▶ _Directive_: Reproduce the records word for word, starting at the line that contains "Habitat-census task: mark the stacked" and ending with the line that contains "point(711, 321)". Include both of those lines.

▶ _Records_:

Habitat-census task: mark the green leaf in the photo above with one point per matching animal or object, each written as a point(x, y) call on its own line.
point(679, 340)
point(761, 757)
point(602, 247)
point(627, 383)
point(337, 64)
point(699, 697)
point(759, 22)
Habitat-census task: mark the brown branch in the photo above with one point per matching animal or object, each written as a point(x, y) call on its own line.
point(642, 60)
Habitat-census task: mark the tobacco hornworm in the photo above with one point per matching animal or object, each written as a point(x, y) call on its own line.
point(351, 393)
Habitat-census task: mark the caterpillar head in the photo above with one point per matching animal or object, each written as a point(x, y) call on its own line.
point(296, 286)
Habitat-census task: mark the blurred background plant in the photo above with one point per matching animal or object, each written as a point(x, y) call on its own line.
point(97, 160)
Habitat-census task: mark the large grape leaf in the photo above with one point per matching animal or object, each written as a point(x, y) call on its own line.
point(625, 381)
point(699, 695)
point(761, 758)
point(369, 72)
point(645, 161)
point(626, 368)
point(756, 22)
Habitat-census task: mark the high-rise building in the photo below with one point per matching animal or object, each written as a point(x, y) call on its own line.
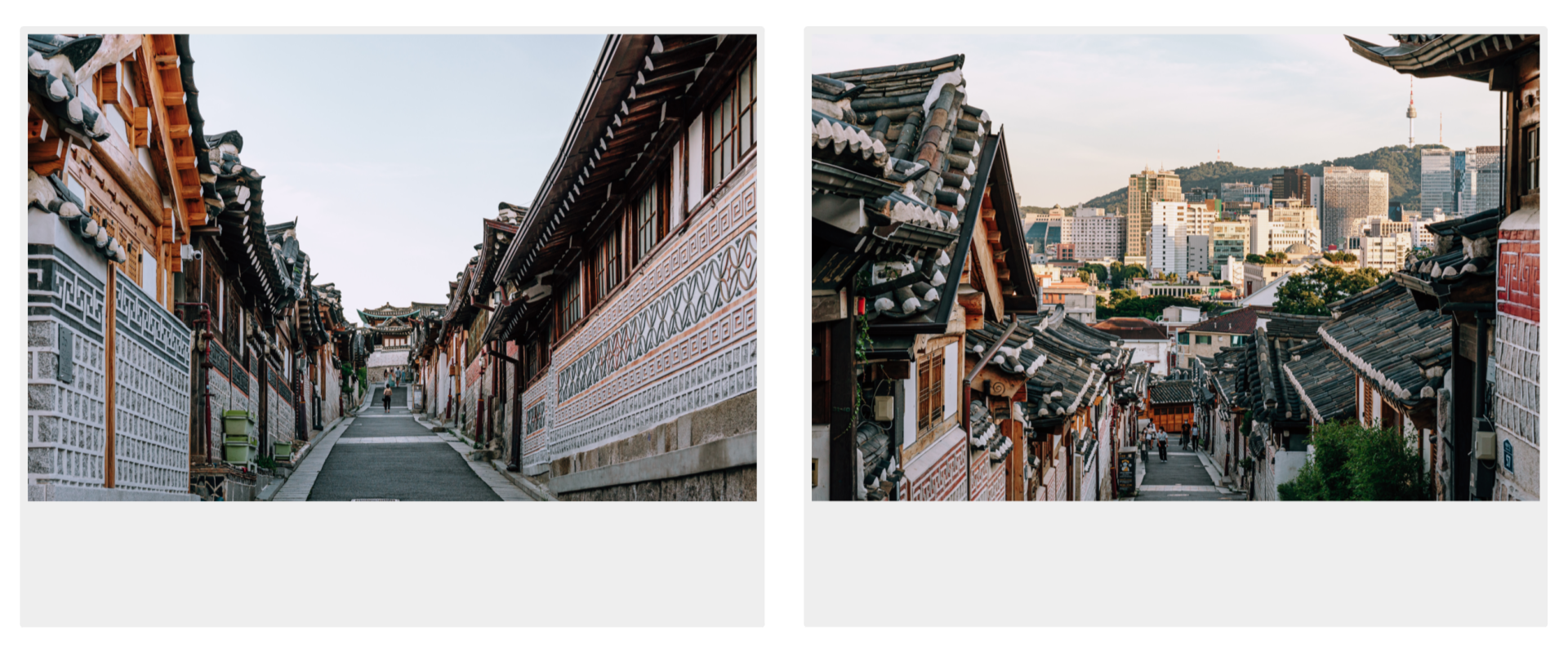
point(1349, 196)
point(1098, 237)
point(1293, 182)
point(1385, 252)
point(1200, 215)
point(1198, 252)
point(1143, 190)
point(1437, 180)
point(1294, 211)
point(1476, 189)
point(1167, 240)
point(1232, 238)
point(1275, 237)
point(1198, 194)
---
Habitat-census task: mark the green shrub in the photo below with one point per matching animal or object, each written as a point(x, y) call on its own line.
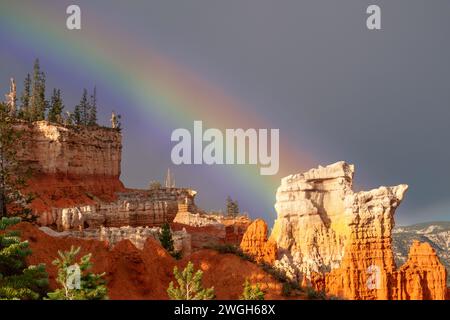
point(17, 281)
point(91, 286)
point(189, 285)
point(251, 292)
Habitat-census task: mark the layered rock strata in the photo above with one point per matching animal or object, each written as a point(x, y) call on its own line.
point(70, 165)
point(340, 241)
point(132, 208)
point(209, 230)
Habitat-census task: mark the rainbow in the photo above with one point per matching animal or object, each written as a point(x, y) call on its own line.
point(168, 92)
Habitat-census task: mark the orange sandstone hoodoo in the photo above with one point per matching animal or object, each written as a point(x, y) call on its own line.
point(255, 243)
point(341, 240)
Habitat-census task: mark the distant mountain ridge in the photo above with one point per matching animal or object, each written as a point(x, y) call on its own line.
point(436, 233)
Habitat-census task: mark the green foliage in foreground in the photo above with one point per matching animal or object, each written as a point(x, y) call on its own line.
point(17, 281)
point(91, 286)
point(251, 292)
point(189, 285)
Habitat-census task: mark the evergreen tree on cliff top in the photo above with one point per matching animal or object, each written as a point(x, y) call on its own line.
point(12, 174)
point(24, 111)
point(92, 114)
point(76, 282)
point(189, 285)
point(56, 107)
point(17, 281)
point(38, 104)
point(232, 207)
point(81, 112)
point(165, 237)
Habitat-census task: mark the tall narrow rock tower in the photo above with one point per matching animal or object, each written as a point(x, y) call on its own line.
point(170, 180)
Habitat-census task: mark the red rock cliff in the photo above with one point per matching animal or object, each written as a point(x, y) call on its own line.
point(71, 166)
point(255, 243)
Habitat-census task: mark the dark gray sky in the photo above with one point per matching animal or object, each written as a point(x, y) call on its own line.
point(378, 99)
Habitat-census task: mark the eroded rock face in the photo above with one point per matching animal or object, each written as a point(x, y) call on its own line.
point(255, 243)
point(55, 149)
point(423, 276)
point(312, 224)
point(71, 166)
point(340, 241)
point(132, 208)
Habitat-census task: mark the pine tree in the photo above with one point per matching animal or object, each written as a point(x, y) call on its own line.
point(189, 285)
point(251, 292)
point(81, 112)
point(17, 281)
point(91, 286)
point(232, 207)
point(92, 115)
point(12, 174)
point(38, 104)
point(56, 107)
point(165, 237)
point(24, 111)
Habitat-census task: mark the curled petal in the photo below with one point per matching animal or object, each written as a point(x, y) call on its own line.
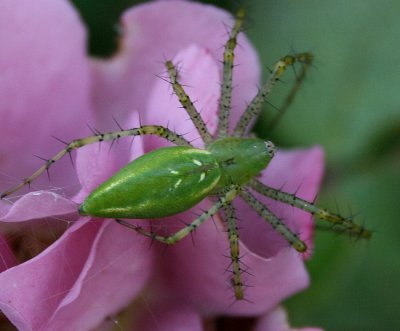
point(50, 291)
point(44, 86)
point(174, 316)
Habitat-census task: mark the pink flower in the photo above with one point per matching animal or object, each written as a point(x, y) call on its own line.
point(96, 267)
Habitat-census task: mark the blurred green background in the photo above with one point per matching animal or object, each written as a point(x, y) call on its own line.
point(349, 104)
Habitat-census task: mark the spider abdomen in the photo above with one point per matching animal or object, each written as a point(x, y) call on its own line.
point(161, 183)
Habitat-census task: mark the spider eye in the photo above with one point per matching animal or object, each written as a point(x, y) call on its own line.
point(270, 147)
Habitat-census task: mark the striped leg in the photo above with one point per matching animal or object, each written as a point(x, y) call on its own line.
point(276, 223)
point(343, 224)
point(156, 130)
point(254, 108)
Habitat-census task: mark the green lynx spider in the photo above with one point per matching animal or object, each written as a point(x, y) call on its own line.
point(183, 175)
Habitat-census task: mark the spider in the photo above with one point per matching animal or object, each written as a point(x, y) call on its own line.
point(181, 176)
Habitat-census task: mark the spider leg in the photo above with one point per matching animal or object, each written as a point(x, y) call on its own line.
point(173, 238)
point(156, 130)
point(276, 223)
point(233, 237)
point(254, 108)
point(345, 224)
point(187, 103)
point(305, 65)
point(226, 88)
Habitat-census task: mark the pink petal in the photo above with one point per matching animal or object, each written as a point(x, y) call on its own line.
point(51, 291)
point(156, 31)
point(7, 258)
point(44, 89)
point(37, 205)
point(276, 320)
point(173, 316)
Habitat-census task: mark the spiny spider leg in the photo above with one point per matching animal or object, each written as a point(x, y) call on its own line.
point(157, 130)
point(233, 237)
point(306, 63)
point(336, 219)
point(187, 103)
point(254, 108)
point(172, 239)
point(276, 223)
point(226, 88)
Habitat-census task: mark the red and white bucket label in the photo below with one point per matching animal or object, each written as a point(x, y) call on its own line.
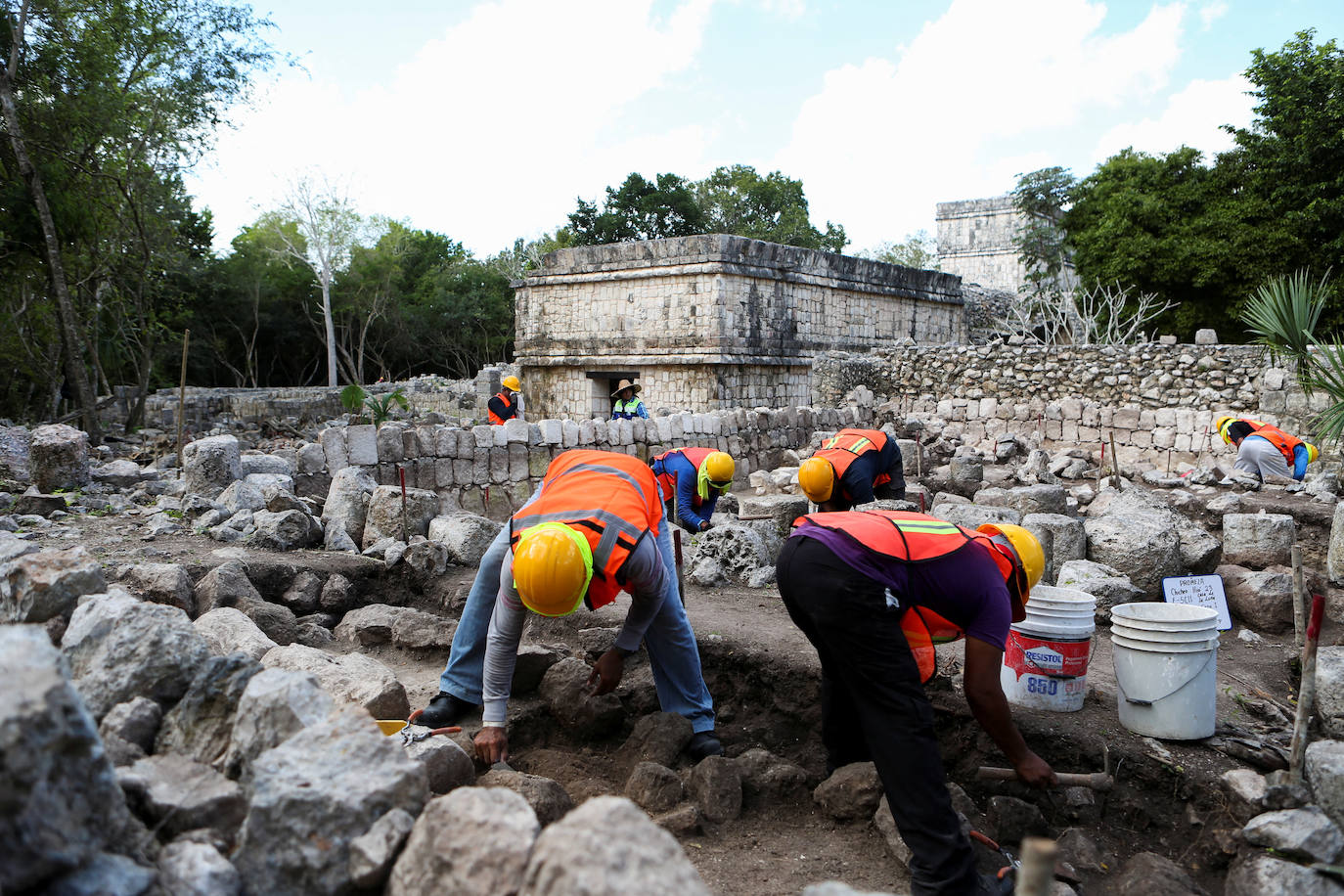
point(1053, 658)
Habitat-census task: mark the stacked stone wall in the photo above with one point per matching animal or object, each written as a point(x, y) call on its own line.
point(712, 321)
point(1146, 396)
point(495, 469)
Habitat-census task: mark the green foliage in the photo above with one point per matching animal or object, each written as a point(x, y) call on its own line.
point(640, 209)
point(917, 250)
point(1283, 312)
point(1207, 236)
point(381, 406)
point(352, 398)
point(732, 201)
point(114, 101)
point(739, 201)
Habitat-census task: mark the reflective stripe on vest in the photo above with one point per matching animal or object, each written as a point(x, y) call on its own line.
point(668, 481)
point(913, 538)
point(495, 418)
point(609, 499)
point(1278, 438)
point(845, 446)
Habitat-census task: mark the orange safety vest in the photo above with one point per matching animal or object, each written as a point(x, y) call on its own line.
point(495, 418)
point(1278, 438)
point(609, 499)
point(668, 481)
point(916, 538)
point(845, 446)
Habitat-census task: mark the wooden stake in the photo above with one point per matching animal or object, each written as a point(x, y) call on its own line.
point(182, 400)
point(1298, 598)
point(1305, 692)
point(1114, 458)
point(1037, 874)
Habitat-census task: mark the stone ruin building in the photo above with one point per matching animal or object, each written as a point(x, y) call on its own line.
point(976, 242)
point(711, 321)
==
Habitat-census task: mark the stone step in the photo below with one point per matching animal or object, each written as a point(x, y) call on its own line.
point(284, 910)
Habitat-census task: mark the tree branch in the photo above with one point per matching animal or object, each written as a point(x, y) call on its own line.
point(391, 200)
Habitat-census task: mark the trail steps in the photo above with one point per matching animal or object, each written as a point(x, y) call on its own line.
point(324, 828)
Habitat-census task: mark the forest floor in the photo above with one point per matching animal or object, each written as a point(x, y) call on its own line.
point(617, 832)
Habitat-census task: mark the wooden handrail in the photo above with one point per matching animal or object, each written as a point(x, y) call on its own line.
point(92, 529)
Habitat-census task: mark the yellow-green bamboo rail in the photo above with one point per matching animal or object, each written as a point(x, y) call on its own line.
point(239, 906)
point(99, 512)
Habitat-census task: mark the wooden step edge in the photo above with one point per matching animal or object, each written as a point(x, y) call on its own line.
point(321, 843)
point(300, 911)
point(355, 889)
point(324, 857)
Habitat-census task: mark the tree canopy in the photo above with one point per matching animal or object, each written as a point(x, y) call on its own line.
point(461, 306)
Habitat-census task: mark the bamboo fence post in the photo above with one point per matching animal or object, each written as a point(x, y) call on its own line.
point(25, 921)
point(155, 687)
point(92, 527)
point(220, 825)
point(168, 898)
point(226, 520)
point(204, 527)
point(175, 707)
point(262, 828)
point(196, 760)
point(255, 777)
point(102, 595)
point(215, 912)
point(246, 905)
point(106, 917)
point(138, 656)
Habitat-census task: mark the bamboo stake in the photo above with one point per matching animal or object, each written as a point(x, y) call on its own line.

▶ _Expected output_:
Habitat-census task: mark the stacked stone wall in the photo above with one point per matching animal or object, each written as a point(x, y) call on its own line.
point(712, 321)
point(1146, 396)
point(495, 469)
Habitat-census task: mark the green foliage in the photo above with one point per matching animal or object, each written as a point(x, y) call on its own line.
point(640, 209)
point(917, 250)
point(1283, 312)
point(1207, 236)
point(381, 406)
point(352, 398)
point(732, 201)
point(114, 101)
point(739, 201)
Habitat-census task: mark the reflective stripe on vest in the photo above with one point per matching animal or object, each written as a point(x, y) call on its own line.
point(668, 481)
point(913, 538)
point(495, 418)
point(609, 499)
point(1278, 438)
point(845, 446)
Habitat-census task: mark the orange safety vest in the photo above with one point per matching animal or object, each written as a point(x, y) call on its own line.
point(495, 418)
point(1278, 438)
point(609, 499)
point(668, 481)
point(916, 538)
point(845, 446)
Habitat-census task: mark the wooden stake in the photo above with one point per matching animal or object, each written as a point(x, y) call on its own line.
point(182, 400)
point(1298, 598)
point(1305, 692)
point(1114, 458)
point(1037, 874)
Habitat-census task: mark the stone ruin building in the photo above with one point per matching animal or object, each written as a point(x, y) call on its own line.
point(976, 242)
point(711, 321)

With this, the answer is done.